**Document section:**
========================================

Siam and Sapphire for the Red and blue.
Citrine for Yellow
Fuchisa or Rose for Pink (if you are going to a lighter shade of pink, I would use Lt. Rose)
Amethyst and Emerald for purple and green. 

Hope this helps.


----------



## LEO (Oct 10, 2006)

Stone color choice might also have to depend on what color tee you're putting design on.
* The Shineart EMERALD is quite dark and has a hint of blue in it.
OK on light shirt but might not be bright enough for a dark shirt.
( I have to buy lesser Korean colors if I need a true green)
* The same for the Siam. It's dark. You might want to consider LIGHT SIAM for a color closer to true red.

LEO


----------



## rhinestonetransf (Feb 11, 2009)

When we first started we only stocked 5 colors and then if we landed a job we added a few days to be able to get the stones in. First colors we had available below

Crystal
Siam
Cobalt
Emerald
Gold

I like sapphire better but we use cobalt more. It will also depend on what you are doing as far as transfers - if you have a school near by make sure you get the school colors. You can spend a lot of money trying to stock every color before you have an order.

Scott


----------



## Leg cramps (Feb 9, 2009)

========================================

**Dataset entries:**

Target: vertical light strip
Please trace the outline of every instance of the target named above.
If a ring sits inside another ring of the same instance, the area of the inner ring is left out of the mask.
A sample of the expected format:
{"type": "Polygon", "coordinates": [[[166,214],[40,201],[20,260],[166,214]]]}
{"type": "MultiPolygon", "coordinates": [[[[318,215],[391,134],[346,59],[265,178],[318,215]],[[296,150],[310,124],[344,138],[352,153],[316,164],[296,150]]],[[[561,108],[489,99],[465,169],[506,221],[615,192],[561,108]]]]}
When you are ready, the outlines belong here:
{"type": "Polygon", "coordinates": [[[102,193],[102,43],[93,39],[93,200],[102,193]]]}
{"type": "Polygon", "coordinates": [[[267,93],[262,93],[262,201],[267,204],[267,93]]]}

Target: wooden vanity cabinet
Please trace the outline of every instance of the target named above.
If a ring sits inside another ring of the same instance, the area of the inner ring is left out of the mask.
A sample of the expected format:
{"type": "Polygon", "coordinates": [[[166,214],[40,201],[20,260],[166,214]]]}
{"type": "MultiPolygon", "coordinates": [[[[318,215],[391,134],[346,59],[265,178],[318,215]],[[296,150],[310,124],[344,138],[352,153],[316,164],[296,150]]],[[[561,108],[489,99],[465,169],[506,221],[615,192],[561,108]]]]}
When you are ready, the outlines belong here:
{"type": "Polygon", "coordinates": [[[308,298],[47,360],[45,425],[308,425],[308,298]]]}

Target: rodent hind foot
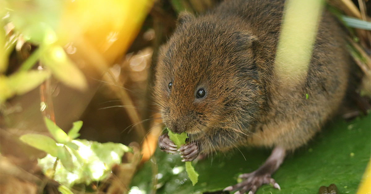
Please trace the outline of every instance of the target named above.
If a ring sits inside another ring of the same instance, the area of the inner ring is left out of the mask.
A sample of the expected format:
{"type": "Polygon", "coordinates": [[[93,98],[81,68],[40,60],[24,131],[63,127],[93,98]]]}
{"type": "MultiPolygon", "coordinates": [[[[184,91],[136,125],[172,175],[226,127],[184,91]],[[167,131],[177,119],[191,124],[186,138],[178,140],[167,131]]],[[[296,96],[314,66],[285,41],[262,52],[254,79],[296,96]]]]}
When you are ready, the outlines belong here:
{"type": "Polygon", "coordinates": [[[231,191],[239,190],[234,194],[242,194],[249,191],[248,194],[254,194],[256,190],[263,184],[270,184],[273,187],[279,190],[281,188],[276,182],[276,181],[271,177],[269,173],[262,174],[258,170],[249,173],[243,174],[239,176],[239,178],[246,179],[244,181],[234,185],[228,187],[223,191],[231,191]]]}

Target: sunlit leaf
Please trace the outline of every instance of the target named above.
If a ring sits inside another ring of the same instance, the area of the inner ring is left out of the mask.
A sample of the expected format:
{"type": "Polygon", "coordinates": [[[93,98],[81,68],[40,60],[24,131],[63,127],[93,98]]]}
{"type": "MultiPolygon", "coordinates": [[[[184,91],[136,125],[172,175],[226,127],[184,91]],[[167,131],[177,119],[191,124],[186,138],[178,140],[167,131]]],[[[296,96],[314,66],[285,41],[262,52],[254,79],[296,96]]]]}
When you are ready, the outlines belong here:
{"type": "Polygon", "coordinates": [[[60,160],[62,164],[66,170],[69,172],[72,172],[73,171],[73,164],[71,154],[64,146],[58,146],[58,158],[60,160]]]}
{"type": "Polygon", "coordinates": [[[79,120],[74,122],[72,124],[72,128],[70,129],[69,131],[67,133],[67,135],[71,138],[71,139],[75,139],[79,136],[80,134],[79,133],[79,131],[81,129],[82,126],[82,121],[79,120]]]}
{"type": "Polygon", "coordinates": [[[77,150],[79,149],[79,146],[76,144],[72,142],[68,142],[66,143],[66,145],[68,146],[70,148],[73,150],[77,150]]]}
{"type": "Polygon", "coordinates": [[[58,156],[58,147],[52,139],[40,134],[29,134],[19,137],[22,142],[48,153],[52,156],[58,156]]]}
{"type": "Polygon", "coordinates": [[[68,58],[61,47],[52,46],[43,54],[41,55],[42,62],[57,78],[75,88],[83,89],[86,88],[87,84],[83,74],[68,58]]]}
{"type": "Polygon", "coordinates": [[[49,132],[52,134],[53,137],[57,140],[57,142],[60,143],[65,143],[69,140],[69,137],[59,127],[57,126],[52,120],[46,117],[44,118],[46,128],[49,132]]]}
{"type": "Polygon", "coordinates": [[[132,152],[131,148],[121,144],[113,142],[101,143],[93,142],[91,150],[105,164],[110,166],[112,163],[121,162],[121,157],[125,152],[132,152]]]}
{"type": "Polygon", "coordinates": [[[46,71],[18,71],[8,77],[9,86],[15,94],[22,95],[35,89],[50,76],[46,71]]]}
{"type": "Polygon", "coordinates": [[[70,190],[68,189],[68,188],[62,185],[60,185],[58,187],[58,191],[62,193],[62,194],[73,194],[73,193],[70,190]]]}

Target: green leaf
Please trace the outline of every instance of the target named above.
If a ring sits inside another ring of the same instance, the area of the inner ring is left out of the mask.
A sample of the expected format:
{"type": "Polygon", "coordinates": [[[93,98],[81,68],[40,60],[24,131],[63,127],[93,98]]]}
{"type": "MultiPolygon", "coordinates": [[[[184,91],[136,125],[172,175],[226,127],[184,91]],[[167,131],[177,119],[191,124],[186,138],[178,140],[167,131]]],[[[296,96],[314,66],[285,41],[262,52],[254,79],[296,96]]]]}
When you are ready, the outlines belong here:
{"type": "Polygon", "coordinates": [[[57,126],[54,122],[46,117],[44,118],[46,128],[53,137],[59,143],[66,143],[70,140],[69,137],[65,132],[57,126]]]}
{"type": "Polygon", "coordinates": [[[186,162],[186,171],[188,174],[188,177],[192,181],[194,186],[198,181],[198,173],[194,170],[194,168],[192,166],[192,163],[190,161],[186,162]]]}
{"type": "Polygon", "coordinates": [[[19,139],[26,143],[44,151],[55,157],[58,156],[58,147],[56,142],[47,136],[29,134],[21,136],[19,139]]]}
{"type": "Polygon", "coordinates": [[[73,193],[70,190],[68,189],[68,188],[62,185],[60,185],[58,187],[58,191],[62,193],[62,194],[73,194],[73,193]]]}
{"type": "MultiPolygon", "coordinates": [[[[131,148],[120,143],[101,143],[82,139],[75,139],[70,142],[78,146],[78,149],[71,149],[69,143],[66,144],[67,147],[59,147],[61,153],[58,157],[62,162],[57,164],[55,176],[56,181],[69,188],[75,184],[87,185],[92,181],[103,180],[111,173],[114,165],[121,163],[125,152],[132,152],[131,148]],[[73,168],[69,156],[72,158],[73,168]]],[[[38,164],[45,173],[53,168],[55,159],[47,155],[38,160],[38,164]]]]}
{"type": "Polygon", "coordinates": [[[180,147],[182,145],[186,144],[186,140],[188,138],[188,135],[185,132],[180,134],[174,133],[171,131],[168,130],[169,132],[169,138],[173,141],[174,143],[178,146],[178,148],[180,147]]]}
{"type": "MultiPolygon", "coordinates": [[[[370,126],[370,114],[350,122],[340,119],[332,121],[313,140],[289,154],[273,174],[272,178],[281,190],[264,185],[256,193],[317,193],[320,187],[332,183],[336,185],[339,194],[356,193],[371,155],[370,126]]],[[[157,177],[157,193],[218,193],[215,191],[236,184],[239,175],[257,169],[271,151],[256,148],[240,150],[240,152],[236,149],[213,152],[208,158],[199,160],[194,167],[200,174],[198,181],[193,186],[186,172],[174,173],[171,170],[183,165],[179,156],[167,154],[158,149],[154,154],[158,164],[156,173],[161,176],[157,177]]],[[[129,187],[137,187],[147,193],[153,190],[150,183],[153,177],[151,162],[144,164],[129,187]]]]}
{"type": "Polygon", "coordinates": [[[8,77],[8,84],[15,94],[22,95],[36,88],[50,75],[50,72],[46,71],[19,71],[8,77]]]}
{"type": "Polygon", "coordinates": [[[67,135],[71,138],[71,139],[75,139],[80,136],[80,134],[78,133],[79,131],[81,129],[81,127],[82,126],[82,121],[81,120],[76,121],[74,122],[72,125],[72,128],[68,132],[67,135]]]}
{"type": "Polygon", "coordinates": [[[59,23],[63,1],[6,1],[10,19],[26,41],[34,44],[50,44],[56,40],[54,30],[59,23]]]}
{"type": "MultiPolygon", "coordinates": [[[[168,130],[169,138],[173,141],[174,143],[178,146],[178,148],[180,147],[181,146],[186,144],[186,139],[188,138],[188,135],[186,132],[182,133],[180,134],[174,133],[171,131],[168,130]]],[[[194,168],[192,166],[190,161],[186,162],[186,171],[188,174],[192,183],[194,186],[198,180],[198,174],[194,170],[194,168]]]]}
{"type": "Polygon", "coordinates": [[[69,147],[71,149],[73,150],[77,150],[79,149],[79,146],[78,146],[76,143],[75,143],[72,142],[68,142],[66,143],[66,145],[68,146],[68,147],[69,147]]]}
{"type": "Polygon", "coordinates": [[[87,87],[83,74],[69,59],[61,47],[51,46],[43,54],[41,55],[42,62],[58,79],[77,89],[83,89],[87,87]]]}
{"type": "Polygon", "coordinates": [[[72,172],[73,171],[73,164],[71,154],[64,146],[58,146],[58,158],[60,160],[66,170],[69,172],[72,172]]]}

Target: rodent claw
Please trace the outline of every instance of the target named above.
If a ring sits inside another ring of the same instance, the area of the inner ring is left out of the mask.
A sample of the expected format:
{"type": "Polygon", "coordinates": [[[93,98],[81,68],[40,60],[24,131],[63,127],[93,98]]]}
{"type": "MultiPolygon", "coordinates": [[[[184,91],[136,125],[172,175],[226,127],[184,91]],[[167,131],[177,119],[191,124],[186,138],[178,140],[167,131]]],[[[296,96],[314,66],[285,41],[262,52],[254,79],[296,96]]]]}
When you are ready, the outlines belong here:
{"type": "Polygon", "coordinates": [[[177,146],[170,139],[167,134],[158,137],[158,146],[163,152],[171,154],[177,153],[177,146]]]}
{"type": "Polygon", "coordinates": [[[241,174],[239,177],[247,179],[234,185],[226,187],[223,191],[232,191],[239,190],[234,193],[235,194],[244,193],[248,191],[249,194],[254,194],[262,185],[270,183],[273,185],[273,188],[280,190],[281,187],[270,177],[270,174],[262,174],[259,173],[261,172],[256,171],[251,173],[241,174]]]}

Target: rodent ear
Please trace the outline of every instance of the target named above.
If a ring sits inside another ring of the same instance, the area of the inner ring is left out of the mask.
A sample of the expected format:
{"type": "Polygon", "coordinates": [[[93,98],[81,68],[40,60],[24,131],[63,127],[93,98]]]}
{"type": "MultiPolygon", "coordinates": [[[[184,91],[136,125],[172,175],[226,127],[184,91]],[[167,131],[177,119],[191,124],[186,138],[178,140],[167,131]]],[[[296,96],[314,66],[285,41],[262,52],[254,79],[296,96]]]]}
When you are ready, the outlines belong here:
{"type": "Polygon", "coordinates": [[[196,18],[194,16],[188,11],[184,11],[179,14],[177,23],[178,25],[182,25],[190,22],[196,18]]]}
{"type": "Polygon", "coordinates": [[[237,44],[240,48],[254,48],[258,47],[259,40],[256,37],[247,31],[240,32],[238,35],[237,44]]]}

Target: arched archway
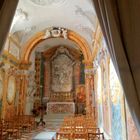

========================================

**Task instructions:**
#1 Extract every line of the dataset entries that contains the string "leaf", treating uppercase and lowercase as different.
#2 Please continue the forum thread about rhinestone colors from the point where it stops.
The forum thread about rhinestone colors and the dataset entries are unrelated pieces of material.

**Results for the exercise:**
#1
Target: sunlit leaf
Target: green leaf

#2
I started with about 10 colors but I started with pelosa. very nice but very expensive. then I switched to Korean...still pricey, now I use Chinese it is the most cost effective and never had a stone complaint.


----------



## atd1029 (May 29, 2013)

I use the shineart Korean, and love them so far! I primarily do black shirts, and have ordered some colors that will not work. It completely depends on what color garment you are blinging.

For black garments:
red - 'light siam'
green - 'green'
royal blue - 'sapphire'
gold - 'light topaz'
black - 'black diamond'
purple - 'light amethyst'
barbie pink - she said they didn't carry a hot pink in Korean, so I got the Economy Hot Pink and it is ok . . not as bright as I wanted, but it works. Fucshia is more of what I wanted.

Hope this helps!!!


----------



## NeedleLittleHelp (Feb 12, 2013)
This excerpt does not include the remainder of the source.